* Your instructions *
Could you return each line below without altering a word?

* Recorded data *
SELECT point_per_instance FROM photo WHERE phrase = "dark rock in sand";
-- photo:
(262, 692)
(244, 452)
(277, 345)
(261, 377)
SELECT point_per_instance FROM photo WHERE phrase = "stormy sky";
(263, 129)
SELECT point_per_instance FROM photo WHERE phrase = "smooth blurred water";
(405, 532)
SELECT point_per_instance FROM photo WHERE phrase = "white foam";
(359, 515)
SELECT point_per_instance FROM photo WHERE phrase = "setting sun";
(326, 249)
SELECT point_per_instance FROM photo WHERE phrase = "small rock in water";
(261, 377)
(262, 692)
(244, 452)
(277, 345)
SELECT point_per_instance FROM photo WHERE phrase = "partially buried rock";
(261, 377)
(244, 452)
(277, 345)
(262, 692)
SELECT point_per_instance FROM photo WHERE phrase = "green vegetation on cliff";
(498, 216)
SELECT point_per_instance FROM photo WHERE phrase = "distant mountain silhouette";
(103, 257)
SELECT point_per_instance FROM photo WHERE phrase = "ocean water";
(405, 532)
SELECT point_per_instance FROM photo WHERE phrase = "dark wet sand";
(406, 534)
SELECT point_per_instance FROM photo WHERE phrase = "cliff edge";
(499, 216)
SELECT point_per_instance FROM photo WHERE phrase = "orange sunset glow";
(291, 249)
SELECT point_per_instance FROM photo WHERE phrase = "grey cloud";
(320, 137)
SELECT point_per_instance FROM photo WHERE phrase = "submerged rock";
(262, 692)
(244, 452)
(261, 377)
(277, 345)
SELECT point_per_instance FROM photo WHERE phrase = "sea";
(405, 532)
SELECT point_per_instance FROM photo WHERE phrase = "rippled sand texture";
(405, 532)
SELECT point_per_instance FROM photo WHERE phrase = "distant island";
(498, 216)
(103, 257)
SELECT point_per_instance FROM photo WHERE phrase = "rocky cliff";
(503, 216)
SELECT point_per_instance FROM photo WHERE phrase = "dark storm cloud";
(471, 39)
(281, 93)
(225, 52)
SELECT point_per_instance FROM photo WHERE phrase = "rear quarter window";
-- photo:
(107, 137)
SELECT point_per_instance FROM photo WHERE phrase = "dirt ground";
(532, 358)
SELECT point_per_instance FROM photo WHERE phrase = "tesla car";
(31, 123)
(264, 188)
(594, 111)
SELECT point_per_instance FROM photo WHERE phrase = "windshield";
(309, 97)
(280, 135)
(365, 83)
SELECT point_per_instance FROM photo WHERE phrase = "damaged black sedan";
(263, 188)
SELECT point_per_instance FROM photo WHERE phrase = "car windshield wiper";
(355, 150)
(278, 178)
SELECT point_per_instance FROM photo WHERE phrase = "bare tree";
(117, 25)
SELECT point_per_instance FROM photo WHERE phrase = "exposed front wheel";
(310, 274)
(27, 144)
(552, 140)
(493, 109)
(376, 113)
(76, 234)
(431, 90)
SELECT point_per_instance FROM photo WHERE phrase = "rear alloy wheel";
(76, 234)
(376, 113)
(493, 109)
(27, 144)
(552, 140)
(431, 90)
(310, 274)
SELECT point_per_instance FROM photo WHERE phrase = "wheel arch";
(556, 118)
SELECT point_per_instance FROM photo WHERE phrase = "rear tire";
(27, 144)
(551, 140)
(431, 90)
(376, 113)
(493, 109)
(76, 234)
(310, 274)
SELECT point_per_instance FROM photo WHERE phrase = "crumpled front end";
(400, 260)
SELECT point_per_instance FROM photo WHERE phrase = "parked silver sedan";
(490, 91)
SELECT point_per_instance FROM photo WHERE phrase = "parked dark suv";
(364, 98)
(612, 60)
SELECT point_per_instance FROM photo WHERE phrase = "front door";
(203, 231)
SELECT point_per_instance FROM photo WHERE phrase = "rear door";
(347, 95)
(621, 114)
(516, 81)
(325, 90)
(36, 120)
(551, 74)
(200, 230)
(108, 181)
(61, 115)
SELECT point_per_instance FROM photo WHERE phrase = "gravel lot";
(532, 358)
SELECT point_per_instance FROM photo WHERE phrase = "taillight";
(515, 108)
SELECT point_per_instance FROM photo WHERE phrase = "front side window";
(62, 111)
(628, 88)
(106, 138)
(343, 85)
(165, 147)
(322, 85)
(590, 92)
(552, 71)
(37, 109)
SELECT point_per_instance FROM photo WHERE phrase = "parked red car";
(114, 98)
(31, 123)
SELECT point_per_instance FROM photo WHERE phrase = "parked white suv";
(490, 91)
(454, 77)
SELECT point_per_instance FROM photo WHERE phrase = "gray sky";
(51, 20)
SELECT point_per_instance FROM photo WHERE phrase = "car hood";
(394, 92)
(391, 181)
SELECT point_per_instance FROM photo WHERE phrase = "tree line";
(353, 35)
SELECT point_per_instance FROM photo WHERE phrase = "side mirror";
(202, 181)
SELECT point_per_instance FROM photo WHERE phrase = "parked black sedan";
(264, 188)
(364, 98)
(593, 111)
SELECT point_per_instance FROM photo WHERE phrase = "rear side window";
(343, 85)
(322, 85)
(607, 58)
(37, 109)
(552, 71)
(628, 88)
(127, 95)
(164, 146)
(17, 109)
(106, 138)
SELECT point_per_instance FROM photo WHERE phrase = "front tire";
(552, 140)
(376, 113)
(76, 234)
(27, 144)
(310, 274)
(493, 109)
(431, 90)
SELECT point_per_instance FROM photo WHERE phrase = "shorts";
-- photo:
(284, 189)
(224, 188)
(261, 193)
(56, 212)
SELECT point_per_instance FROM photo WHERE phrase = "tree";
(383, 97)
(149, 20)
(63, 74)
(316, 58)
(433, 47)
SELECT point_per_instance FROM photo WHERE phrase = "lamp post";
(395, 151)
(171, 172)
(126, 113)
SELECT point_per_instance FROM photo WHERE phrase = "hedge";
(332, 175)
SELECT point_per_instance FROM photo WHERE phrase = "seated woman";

* Written solution *
SELECT point_per_instance FROM photo WHERE phrase = "dark rock in sand";
-- photo:
(262, 692)
(244, 452)
(277, 345)
(261, 377)
SELECT point_per_instance FROM photo WHERE phrase = "stormy sky";
(263, 129)
SELECT point_per_instance FROM photo WHERE phrase = "smooth blurred water";
(405, 532)
SELECT point_per_instance FROM photo WHERE phrase = "white foam";
(359, 515)
SELECT point_per_instance FROM photo WHERE phrase = "setting sun";
(326, 249)
SELECT point_per_instance FROM photo WHERE phrase = "small rock in water";
(261, 377)
(262, 692)
(244, 452)
(277, 345)
SELECT point_per_instance FROM photo WHERE phrase = "partially buried rock";
(261, 377)
(244, 452)
(277, 345)
(262, 692)
SELECT point_per_instance FROM photo WHERE phrase = "green vegetation on cliff";
(498, 216)
SELECT point_per_instance FROM photo WHERE phrase = "distant mountain silhouette";
(103, 257)
SELECT point_per_instance FROM photo WHERE phrase = "ocean water";
(405, 532)
SELECT point_per_instance FROM photo WHERE phrase = "dark wet sand";
(406, 534)
SELECT point_per_instance FROM photo WHERE phrase = "cliff edge";
(499, 216)
SELECT point_per_instance FROM photo WHERE phrase = "orange sunset glow";
(291, 249)
SELECT point_per_instance FROM photo WHERE phrase = "grey cloud";
(320, 137)
SELECT point_per_instance FROM photo WHERE phrase = "submerged rock";
(262, 692)
(244, 452)
(261, 377)
(277, 345)
SELECT point_per_instance FROM photo WHERE phrase = "sea";
(405, 532)
SELECT point_per_instance FROM photo WHERE phrase = "rippled sand texture";
(405, 532)
SELECT point_per_instance FROM photo WHERE phrase = "distant island";
(498, 216)
(103, 257)
SELECT point_per_instance FROM photo WHERE phrase = "rocky cliff";
(503, 216)
SELECT point_per_instance FROM photo WHERE phrase = "dark storm cloud";
(471, 39)
(281, 93)
(225, 52)
SELECT point_per_instance FROM photo WHERE phrase = "rear quarter window";
-- photo:
(107, 137)
SELECT point_per_instance FROM photo WHERE phrase = "dirt ground";
(532, 358)
SELECT point_per_instance FROM photo WHERE phrase = "tesla car";
(31, 123)
(264, 188)
(594, 111)
SELECT point_per_instance FROM photo WHERE phrase = "windshield";
(309, 97)
(280, 135)
(365, 83)
SELECT point_per_instance FROM photo WHERE phrase = "damaged black sedan";
(263, 188)
SELECT point_per_instance FROM photo WHERE phrase = "car windshield wiper";
(355, 150)
(278, 178)
SELECT point_per_instance FROM photo WHERE phrase = "bare tree";
(117, 25)
SELECT point_per_instance FROM photo WHERE phrase = "exposed front wheel";
(310, 274)
(27, 144)
(552, 140)
(493, 109)
(376, 113)
(76, 234)
(431, 90)
SELECT point_per_instance FROM photo WHERE phrase = "rear alloy wheel";
(76, 234)
(376, 113)
(493, 109)
(27, 144)
(552, 140)
(431, 90)
(310, 274)
SELECT point_per_instance FROM photo WHERE phrase = "wheel arch";
(556, 118)
SELECT point_per_instance FROM photo WHERE phrase = "rear tire";
(27, 144)
(551, 140)
(431, 90)
(376, 113)
(493, 109)
(76, 234)
(310, 274)
SELECT point_per_instance FROM photo WHERE phrase = "crumpled front end";
(400, 260)
SELECT point_per_instance FROM photo WHERE phrase = "parked silver sedan";
(490, 91)
SELECT point_per_instance FROM photo WHERE phrase = "parked dark suv";
(364, 98)
(612, 60)
SELECT point_per_instance FROM photo WHERE phrase = "front door";
(203, 231)
SELECT point_per_instance FROM photo WHERE phrase = "rear door";
(347, 95)
(621, 114)
(516, 81)
(325, 90)
(36, 120)
(551, 74)
(200, 230)
(108, 181)
(61, 115)
SELECT point_per_instance FROM photo WHERE phrase = "gravel lot";
(532, 358)
SELECT point_per_instance FROM photo WHERE phrase = "taillight";
(515, 108)
SELECT point_per_instance FROM photo WHERE phrase = "front side window";
(62, 111)
(628, 88)
(106, 138)
(343, 85)
(165, 147)
(322, 85)
(590, 92)
(552, 71)
(37, 109)
SELECT point_per_instance FROM photo WHERE phrase = "parked red car";
(114, 98)
(31, 123)
SELECT point_per_instance FROM photo WHERE phrase = "parked white suv";
(490, 91)
(454, 77)
SELECT point_per_instance FROM photo WHERE phrase = "gray sky";
(51, 20)
SELECT point_per_instance FROM photo WHERE phrase = "car hood";
(394, 92)
(391, 181)
SELECT point_per_instance FROM photo WHERE phrase = "tree line";
(353, 35)
SELECT point_per_instance FROM photo WHERE phrase = "side mirror";
(202, 181)
SELECT point_per_instance FROM photo WHERE phrase = "parked black sedan";
(264, 188)
(364, 98)
(593, 111)
SELECT point_per_instance FROM photo WHERE phrase = "rear side window";
(343, 85)
(322, 85)
(607, 58)
(37, 109)
(552, 71)
(628, 88)
(127, 95)
(164, 146)
(17, 109)
(106, 138)
SELECT point_per_instance FROM photo WHERE phrase = "front tire";
(552, 140)
(376, 113)
(76, 234)
(27, 144)
(310, 274)
(493, 109)
(431, 90)
SELECT point_per_instance FROM photo WHERE phrase = "shorts";
-- photo:
(284, 189)
(224, 188)
(261, 193)
(56, 212)
SELECT point_per_instance FROM photo WHERE phrase = "tree";
(383, 97)
(149, 20)
(63, 74)
(316, 58)
(433, 47)
SELECT point_per_instance FROM photo WHERE phrase = "lamp post";
(395, 151)
(171, 172)
(126, 113)
SELECT point_per_instance FROM photo WHERE phrase = "hedge";
(332, 175)
SELECT point_per_instance FROM photo WHERE phrase = "seated woman";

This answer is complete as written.